Stored data
##############################
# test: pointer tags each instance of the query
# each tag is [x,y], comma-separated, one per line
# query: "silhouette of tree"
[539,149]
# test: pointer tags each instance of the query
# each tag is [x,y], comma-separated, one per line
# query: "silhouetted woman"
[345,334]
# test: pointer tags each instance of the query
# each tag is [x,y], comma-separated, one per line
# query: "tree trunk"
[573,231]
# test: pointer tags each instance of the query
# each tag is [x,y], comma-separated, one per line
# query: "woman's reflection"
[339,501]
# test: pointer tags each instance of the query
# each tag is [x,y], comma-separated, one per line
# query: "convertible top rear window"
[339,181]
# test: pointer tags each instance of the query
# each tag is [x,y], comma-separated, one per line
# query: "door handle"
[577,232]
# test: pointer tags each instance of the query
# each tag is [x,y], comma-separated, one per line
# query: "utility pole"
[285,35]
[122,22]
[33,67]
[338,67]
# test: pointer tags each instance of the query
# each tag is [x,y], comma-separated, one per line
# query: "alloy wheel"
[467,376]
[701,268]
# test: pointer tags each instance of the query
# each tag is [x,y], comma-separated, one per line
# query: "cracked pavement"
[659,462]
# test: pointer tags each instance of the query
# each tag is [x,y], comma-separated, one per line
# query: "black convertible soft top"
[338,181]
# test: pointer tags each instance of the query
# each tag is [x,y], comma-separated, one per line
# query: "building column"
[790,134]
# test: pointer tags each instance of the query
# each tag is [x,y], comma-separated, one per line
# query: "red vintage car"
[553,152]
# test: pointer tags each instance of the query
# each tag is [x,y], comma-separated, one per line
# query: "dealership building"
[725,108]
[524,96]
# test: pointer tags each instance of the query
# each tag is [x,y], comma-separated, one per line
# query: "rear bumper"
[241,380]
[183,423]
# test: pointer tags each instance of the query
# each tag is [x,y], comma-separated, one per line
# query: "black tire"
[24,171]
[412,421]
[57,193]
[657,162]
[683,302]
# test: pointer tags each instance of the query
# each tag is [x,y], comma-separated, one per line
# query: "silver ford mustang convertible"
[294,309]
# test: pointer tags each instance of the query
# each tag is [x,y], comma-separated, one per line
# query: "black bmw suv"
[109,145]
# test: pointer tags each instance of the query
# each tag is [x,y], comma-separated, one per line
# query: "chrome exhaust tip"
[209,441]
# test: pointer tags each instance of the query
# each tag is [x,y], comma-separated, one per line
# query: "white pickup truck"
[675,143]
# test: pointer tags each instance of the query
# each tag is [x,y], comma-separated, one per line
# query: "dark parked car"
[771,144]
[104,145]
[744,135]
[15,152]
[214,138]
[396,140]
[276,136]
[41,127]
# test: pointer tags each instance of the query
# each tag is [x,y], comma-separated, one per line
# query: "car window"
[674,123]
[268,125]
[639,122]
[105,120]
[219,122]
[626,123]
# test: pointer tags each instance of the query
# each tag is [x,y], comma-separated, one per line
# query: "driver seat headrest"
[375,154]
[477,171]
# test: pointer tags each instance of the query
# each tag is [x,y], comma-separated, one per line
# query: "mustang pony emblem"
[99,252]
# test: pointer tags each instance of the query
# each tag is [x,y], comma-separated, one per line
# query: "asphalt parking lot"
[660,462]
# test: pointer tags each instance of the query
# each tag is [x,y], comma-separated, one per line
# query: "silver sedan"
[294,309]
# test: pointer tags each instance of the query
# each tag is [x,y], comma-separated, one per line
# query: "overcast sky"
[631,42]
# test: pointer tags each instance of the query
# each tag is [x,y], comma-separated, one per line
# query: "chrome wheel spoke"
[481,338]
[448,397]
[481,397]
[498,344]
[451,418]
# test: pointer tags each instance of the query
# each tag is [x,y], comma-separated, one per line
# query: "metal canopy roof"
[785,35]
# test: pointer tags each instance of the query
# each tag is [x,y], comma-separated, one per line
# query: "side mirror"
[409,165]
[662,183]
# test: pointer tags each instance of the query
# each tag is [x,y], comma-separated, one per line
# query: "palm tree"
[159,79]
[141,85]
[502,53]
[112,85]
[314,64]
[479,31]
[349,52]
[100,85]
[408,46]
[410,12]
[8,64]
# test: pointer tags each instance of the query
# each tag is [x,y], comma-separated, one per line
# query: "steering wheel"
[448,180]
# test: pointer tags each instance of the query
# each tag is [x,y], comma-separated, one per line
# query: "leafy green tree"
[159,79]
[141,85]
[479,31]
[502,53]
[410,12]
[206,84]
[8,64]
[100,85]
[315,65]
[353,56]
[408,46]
##############################
## [Work instructions]
Would you write down every record again, exactly?

## [Solution to this task]
# test: pointer tags each instance of the query
# each tag is [x,y], comma-separated, one per line
# query: "silhouette of tree"
[539,149]
# test: pointer tags each instance of the query
# each tag is [x,y], comma-separated, one per line
# query: "silhouetted woman"
[345,334]
# test: pointer tags each instance of the query
# each tag is [x,y], comma-separated, one per line
# query: "tree trunk"
[573,231]
# test: pointer tags each instance of the query
# each tag is [x,y], comma-separated, one per line
# query: "woman's reflection"
[339,501]
# test: pointer tags each instance of the query
# each tag is [x,y], comma-separated, one per line
# query: "convertible top rear window"
[339,181]
# test: pointer tags each instance of the query
# each tag is [x,y], comma-separated, one per line
# query: "door handle"
[577,232]
# test: pointer tags each instance of the query
# each tag is [x,y], comma-separated, one per line
# query: "utility pole"
[285,35]
[122,22]
[33,67]
[338,67]
# test: pointer tags each instance of the query
# each tag is [x,y], comma-separated, one per line
# query: "alloy wheel"
[467,376]
[701,268]
# test: pointer tags each instance of the query
# each tag is [x,y], comma-separated, one per line
# query: "cracked pavement"
[659,462]
# test: pointer tags each instance of the query
# each tag is [x,y], comma-separated, one per line
# query: "black convertible soft top"
[338,181]
# test: pointer tags each instance of the query
# each tag is [x,y], comma-separated, one per line
# query: "building column"
[790,134]
# test: pointer tags each instance of the query
# each tag is [x,y], comma-separated, one per line
# query: "red vintage car"
[553,152]
# test: pointer tags each instance of the query
# each tag is [x,y], comma-separated, one per line
# query: "dealership building"
[725,108]
[524,96]
# test: pointer tags each instance of the query
# each tag is [x,y], comma-separated, one per line
# query: "rear bumper"
[241,380]
[183,423]
# test: pointer tags each instance of the query
# each tag is [x,y], comma-separated, one per line
# query: "black tire"
[24,171]
[412,421]
[57,193]
[657,162]
[683,302]
# test: pointer tags each instance of the query
# each tag is [x,y], comma-separated, one per line
# query: "silver ford mustang convertible"
[294,309]
# test: pointer tags each instance of the query
# each tag is [x,y], comma-separated, one per line
# query: "black bmw suv"
[109,145]
# test: pointer tags each instance of the query
# each tag is [x,y], comma-separated, one per line
# query: "chrome exhaust tip"
[209,441]
# test: pointer tags each instance of the query
# each tag is [x,y], comma-separated, one per line
# query: "white pickup truck"
[675,143]
# test: pointer tags each instance of the query
# each tag is [x,y], comma-separated, one per line
# query: "dark parked car"
[771,144]
[104,145]
[744,135]
[15,152]
[214,138]
[396,140]
[276,136]
[41,127]
# test: pointer tags each instance of the query
# each tag is [x,y], comma-separated, one per line
# query: "car window"
[674,123]
[268,125]
[639,122]
[105,120]
[219,122]
[626,123]
# test: pointer tags each instance of the query
# each tag is [x,y], comma-separated, one per line
# query: "driver seat headrest"
[375,154]
[477,171]
# test: pointer tags each instance of the query
# each tag is [x,y], comma-separated, one per line
# query: "mustang pony emblem"
[99,252]
# test: pointer tags each instance of the query
# each tag is [x,y], comma-separated, one per line
# query: "asphalt parking lot"
[660,462]
# test: pointer tags each instance of the query
# each tag is [x,y], comma-separated, one per line
# query: "silver sedan"
[294,309]
# test: pointer tags each instance of the query
# each tag is [x,y], comma-separated, one per line
# query: "overcast sky"
[631,42]
# test: pointer tags each instance of the query
# each tag is [x,y], comma-separated, one per line
# query: "chrome wheel spoke"
[481,338]
[448,397]
[481,397]
[498,344]
[451,418]
# test: pointer tags each instance of the query
# each tag is [x,y], comma-separated, one per line
# query: "metal canopy roof"
[785,35]
# test: pointer tags each instance of the query
# each tag is [x,y], comma-separated, one per line
# query: "side mirror"
[409,165]
[662,183]
# test: pointer tags each instance of the query
# each tag is [x,y], comma-separated, one per line
# query: "palm tree"
[159,79]
[141,85]
[502,53]
[112,85]
[314,64]
[479,31]
[349,52]
[100,85]
[408,46]
[410,12]
[8,64]
# test: pointer tags each instance of the query
# each tag is [x,y], comma-separated, one per line
# query: "steering wheel"
[448,180]
# test: pointer tags each instance of the query
# each tag is [x,y], comma-separated, one per line
# query: "leafy green tree"
[159,79]
[141,85]
[479,31]
[502,53]
[410,12]
[206,84]
[8,64]
[100,85]
[315,65]
[353,56]
[408,46]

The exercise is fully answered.